### Your task
Please count the lines of the material below that contain the word "object" and give only that number.

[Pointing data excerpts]
========================================================================

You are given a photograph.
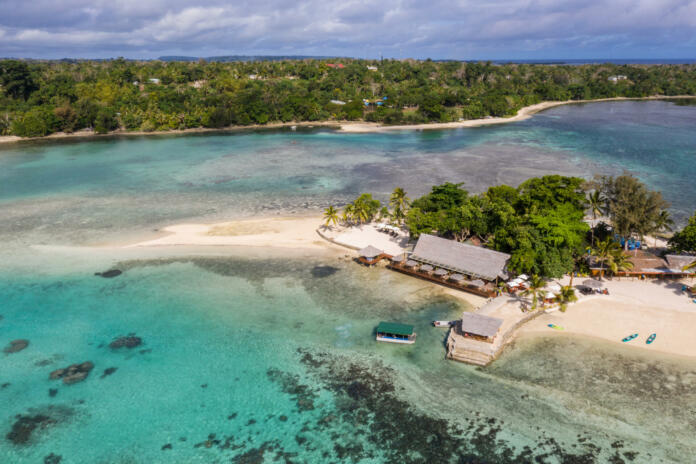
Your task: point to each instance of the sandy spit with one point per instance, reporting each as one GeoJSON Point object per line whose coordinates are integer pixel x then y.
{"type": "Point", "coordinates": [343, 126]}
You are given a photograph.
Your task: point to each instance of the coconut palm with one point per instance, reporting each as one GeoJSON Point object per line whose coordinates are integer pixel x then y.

========================================================================

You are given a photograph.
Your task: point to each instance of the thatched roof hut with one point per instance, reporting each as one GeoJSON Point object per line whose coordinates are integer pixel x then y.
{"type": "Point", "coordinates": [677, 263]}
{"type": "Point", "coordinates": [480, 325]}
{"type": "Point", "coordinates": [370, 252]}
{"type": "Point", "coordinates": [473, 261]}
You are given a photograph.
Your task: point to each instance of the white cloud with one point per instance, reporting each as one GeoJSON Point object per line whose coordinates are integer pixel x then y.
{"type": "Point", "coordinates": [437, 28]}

========================================================================

### Output for this task
4